# Exercise:
Reproduce every line of the data below word for word, with no changes.

# Pointing dataset records:

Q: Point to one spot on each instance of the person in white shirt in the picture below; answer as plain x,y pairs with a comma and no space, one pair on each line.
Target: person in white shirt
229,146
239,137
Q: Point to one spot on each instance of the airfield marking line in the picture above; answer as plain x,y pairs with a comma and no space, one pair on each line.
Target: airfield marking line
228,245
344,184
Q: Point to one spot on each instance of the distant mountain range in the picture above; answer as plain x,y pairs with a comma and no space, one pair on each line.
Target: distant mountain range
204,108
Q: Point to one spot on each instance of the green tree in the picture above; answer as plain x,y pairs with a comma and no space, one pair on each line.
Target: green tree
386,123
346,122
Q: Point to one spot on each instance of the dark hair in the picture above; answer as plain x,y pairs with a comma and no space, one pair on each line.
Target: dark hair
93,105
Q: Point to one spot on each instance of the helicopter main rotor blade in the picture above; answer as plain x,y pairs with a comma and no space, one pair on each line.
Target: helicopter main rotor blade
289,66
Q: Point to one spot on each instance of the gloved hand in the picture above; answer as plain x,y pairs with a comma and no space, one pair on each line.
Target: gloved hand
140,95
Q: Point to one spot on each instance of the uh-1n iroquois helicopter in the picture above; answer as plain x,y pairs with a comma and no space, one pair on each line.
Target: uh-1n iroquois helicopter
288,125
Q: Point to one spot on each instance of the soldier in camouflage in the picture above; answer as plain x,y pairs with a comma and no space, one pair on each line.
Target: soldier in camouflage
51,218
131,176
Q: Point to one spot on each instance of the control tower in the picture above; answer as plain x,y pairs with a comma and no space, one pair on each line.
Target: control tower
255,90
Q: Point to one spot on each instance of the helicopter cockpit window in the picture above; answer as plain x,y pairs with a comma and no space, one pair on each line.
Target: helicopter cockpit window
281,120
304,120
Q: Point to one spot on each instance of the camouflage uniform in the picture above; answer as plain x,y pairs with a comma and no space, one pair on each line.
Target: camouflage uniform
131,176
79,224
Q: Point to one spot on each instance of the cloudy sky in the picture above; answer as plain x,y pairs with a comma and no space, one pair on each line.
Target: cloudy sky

# Output of the exercise:
Q: Point to one spot on each instance of the person in white shirt in the picture below; answer as plain x,y pairs with a comma and no space, one pair on each line.
Target: person in white shirt
229,146
239,137
Q: Point to one spot on each instance of the airfield marking line in the picture above; answer as plain x,y pairs with a comma and no space, one pair on each line.
Target: airfield marking line
228,245
344,184
Q: Point to one spot on each instance of the distant mountain range in the picture above; answer as plain x,y pairs with a comma and no space, one pair on each line.
Target: distant mountain range
204,108
Q: Point to one spot on each instance of the green tree in the picture above; answer as plain x,y pairs with a comma and no space, one pair on each line.
Target: green tree
386,123
346,122
Q: Point to one spot on each instance of the dark hair in the picture above; answer as plain x,y pairs with a comma and no space, one pair on each line.
Target: dark hair
93,105
Q: Point to one spot on each instance of the helicopter main rotor blade in the picture above; answer as plain x,y pairs with a comma and no space, one pair on each line.
Target: helicopter main rotor blade
289,66
Q: Point to one spot on each instance of the gloved hand in the picture above; answer as plain x,y pairs with a comma and no space, one pair on each line.
Target: gloved hand
140,95
Q: Point to one spot on each instance of the uh-1n iroquois helicopter in the picture above; answer as plain x,y pairs with a comma and no space, one pair on each line.
Target: uh-1n iroquois helicopter
288,125
Q: Point to one spot on each instance of the soldier in camouflage in the picture above; answer as plain x,y pairs with a comma and no space, one pair on each line.
Target: soldier in camouflage
51,218
131,176
Q: Point to one spot on each instance of the control tower in the picture above; answer as plain x,y pairs with a comma and no space, one pair on each line.
Target: control tower
255,90
Q: Point to one spot on each instance of the helicopter cockpit window in the picture above; answer as plain x,y pairs with a comma and no space, one pair on each line.
Target: helicopter cockpit window
281,120
304,120
Q: Point to one spot on each instance of the camouflage uniform in the picture above; answer as plain x,y pairs with a comma and no space, one pair on each line.
Target: camouflage uniform
131,176
79,224
Q: Point to one spot on each instance of the cloudy sky in the picture above; answer as plain x,y pairs with a comma and no space, one pair on each line.
Target: cloudy sky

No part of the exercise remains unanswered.